___ Entries provided

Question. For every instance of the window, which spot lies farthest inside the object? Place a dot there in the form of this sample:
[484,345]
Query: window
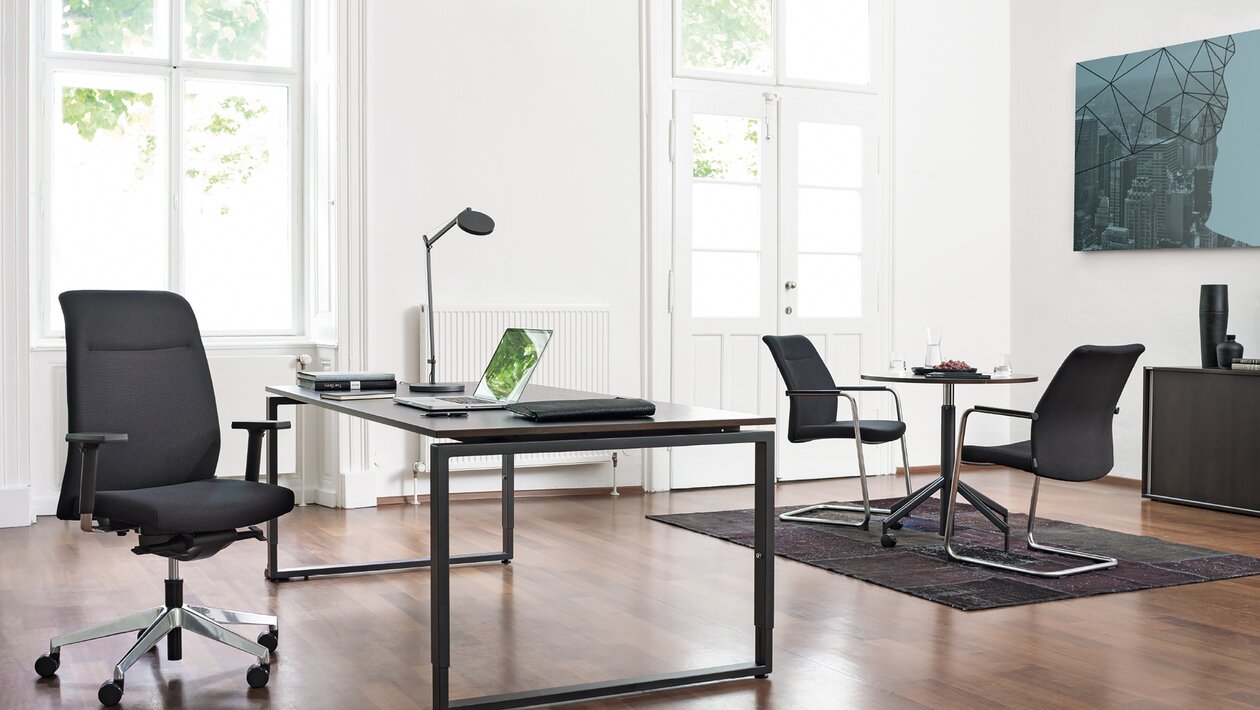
[170,157]
[789,42]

______

Reproduce the records above verbatim, omitting the pictures from your reply.

Question. For every instance of the window, which spot lies farthest inside the object? Place a dot there in the form of this sample:
[484,345]
Query: window
[170,157]
[789,42]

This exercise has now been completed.